→ **TASK TO CARRY OUT**
Copy the material below word for word, line by line, leaving out the picture.

→ **DATA TO USE**

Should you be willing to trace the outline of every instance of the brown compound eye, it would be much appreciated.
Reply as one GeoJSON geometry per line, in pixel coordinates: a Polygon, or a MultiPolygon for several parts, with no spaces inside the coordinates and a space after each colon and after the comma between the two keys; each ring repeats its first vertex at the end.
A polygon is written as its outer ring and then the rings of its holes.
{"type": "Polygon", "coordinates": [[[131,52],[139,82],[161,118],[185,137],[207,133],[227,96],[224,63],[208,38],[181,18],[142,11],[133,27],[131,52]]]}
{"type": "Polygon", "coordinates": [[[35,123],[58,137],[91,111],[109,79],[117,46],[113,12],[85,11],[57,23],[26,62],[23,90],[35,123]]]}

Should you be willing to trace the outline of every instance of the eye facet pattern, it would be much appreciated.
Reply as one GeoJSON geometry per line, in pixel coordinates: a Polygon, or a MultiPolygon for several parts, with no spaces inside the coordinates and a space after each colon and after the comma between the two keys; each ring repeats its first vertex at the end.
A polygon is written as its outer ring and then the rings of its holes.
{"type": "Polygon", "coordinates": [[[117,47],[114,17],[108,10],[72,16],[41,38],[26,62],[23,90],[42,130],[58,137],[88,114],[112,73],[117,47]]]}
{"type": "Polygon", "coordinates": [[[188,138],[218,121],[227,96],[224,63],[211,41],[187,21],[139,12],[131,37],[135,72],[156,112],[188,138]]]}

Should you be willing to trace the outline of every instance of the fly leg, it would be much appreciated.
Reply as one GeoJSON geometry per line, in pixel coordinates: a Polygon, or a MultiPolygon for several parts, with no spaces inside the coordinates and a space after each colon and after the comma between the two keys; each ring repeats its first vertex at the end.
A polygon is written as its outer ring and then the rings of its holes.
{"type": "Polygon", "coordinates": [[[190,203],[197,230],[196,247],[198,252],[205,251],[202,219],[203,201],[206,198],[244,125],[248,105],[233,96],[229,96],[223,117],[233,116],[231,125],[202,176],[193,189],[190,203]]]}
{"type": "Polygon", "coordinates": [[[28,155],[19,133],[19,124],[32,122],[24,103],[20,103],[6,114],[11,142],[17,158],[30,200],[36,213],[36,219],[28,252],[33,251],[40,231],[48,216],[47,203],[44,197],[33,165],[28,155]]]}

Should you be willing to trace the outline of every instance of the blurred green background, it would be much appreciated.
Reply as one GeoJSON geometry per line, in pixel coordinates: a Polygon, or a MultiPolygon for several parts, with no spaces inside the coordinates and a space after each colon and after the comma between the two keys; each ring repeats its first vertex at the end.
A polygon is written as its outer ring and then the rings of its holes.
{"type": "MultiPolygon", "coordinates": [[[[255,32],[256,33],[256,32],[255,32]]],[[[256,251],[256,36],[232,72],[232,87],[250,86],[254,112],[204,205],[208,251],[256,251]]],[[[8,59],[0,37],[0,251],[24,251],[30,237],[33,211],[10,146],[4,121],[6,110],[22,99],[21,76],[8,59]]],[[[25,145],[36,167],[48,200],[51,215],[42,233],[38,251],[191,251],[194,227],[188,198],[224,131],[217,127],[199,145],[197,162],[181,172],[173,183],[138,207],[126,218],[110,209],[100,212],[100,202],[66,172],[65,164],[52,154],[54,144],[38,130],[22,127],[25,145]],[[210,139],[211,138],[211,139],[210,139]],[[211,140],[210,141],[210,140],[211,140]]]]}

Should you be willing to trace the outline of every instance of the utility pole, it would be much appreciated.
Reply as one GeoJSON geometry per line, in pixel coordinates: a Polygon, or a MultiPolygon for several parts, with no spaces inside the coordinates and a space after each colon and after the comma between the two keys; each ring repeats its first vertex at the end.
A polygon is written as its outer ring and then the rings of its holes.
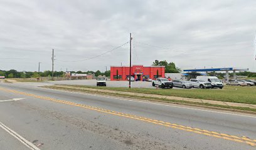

→ **EXERCISE RESPONSE**
Should you be willing to trace the outline of every instance of the brown compound eye, it would be much appreciated.
Reply as one GeoJSON geometry per line, in pixel coordinates: a Polygon, or a MultiPolygon for several parts, with no spaces inside the coordinates and a space after each colon and after the comma between the two keys; each ring repeats its first vertex at the end.
A polygon is written as its outer ring and then the rings of its holes.
{"type": "Polygon", "coordinates": [[[131,52],[139,82],[161,118],[185,137],[207,133],[227,96],[224,63],[208,38],[181,18],[142,11],[133,27],[131,52]]]}
{"type": "Polygon", "coordinates": [[[35,123],[58,137],[91,111],[109,79],[117,46],[113,12],[85,11],[57,23],[26,62],[23,90],[35,123]]]}

Should you be willing to trace the outline of every instance of the eye facet pattern, it would be much appreciated.
Reply as one GeoJSON geometry per line, in pixel coordinates: a Polygon, or a MultiPolygon for several parts, with no spaces inside the coordinates and a space after each colon and after the comma between the two keys; each ring repeats its first vertex at the end.
A polygon is written as its outer ring and then the rings of its holes.
{"type": "Polygon", "coordinates": [[[117,47],[114,17],[108,10],[72,16],[41,38],[26,62],[23,90],[42,130],[58,137],[88,114],[112,73],[117,47]]]}
{"type": "Polygon", "coordinates": [[[188,138],[218,121],[227,96],[224,63],[211,41],[187,21],[139,12],[131,37],[135,72],[156,112],[188,138]]]}

Should you be willing to trace the outline of every instance of the fly leg, it would be much appreciated.
Reply as one GeoJSON geometry per line, in pixel coordinates: a Polygon, or a MultiPolygon for several parts, with no spaces inside the coordinates and a space after each colon and after the comma between the two keys; each ring repeats its first vertex at the end.
A polygon is written as its outer ring and then the rings of its holes.
{"type": "Polygon", "coordinates": [[[190,203],[197,230],[196,247],[198,252],[205,251],[202,219],[203,201],[206,198],[244,125],[248,105],[233,96],[229,96],[223,117],[233,116],[231,125],[202,176],[193,189],[190,203]]]}
{"type": "Polygon", "coordinates": [[[28,155],[19,133],[19,124],[32,122],[24,103],[20,103],[6,114],[11,142],[17,158],[30,200],[36,213],[36,219],[28,252],[33,251],[40,231],[48,216],[47,203],[44,197],[33,165],[28,155]]]}

Should you be willing to trace the outline of every instance of the blurred green background, it would be much appreciated.
Reply as one GeoJSON geometry per line, in pixel coordinates: a Polygon, or a MultiPolygon for several parts, with no spaces inside the coordinates and a space after each colon and after the comma between the two keys; each ring repeats its first vertex at the end.
A polygon is written as its outer ring and then the rings of its holes.
{"type": "MultiPolygon", "coordinates": [[[[255,32],[256,33],[256,32],[255,32]]],[[[256,251],[256,36],[232,72],[232,87],[250,86],[254,112],[204,205],[208,251],[256,251]]],[[[8,59],[0,37],[0,251],[24,251],[30,237],[33,211],[10,146],[4,121],[6,110],[22,99],[21,76],[8,59]]],[[[25,145],[36,167],[48,200],[51,215],[42,233],[38,251],[191,251],[194,227],[188,198],[224,131],[217,127],[199,145],[197,162],[181,172],[173,183],[138,207],[126,218],[110,209],[100,212],[100,202],[66,172],[65,164],[52,154],[54,144],[38,130],[22,127],[25,145]],[[210,139],[211,138],[211,139],[210,139]],[[211,140],[210,141],[210,140],[211,140]]]]}

Should you be willing to trace the outline of every instance of the utility pole, it would be much appreciated.
Reply as one GeoJSON geometry per line, in pixel coordinates: a Polygon, or a MultiPolygon for several parts, with no spaces inside the coordinates and a space after each colon and after the comma between the two keys; each ring repeats its first vertex at the end.
A polygon is written as its outer ring and then the rings of its holes.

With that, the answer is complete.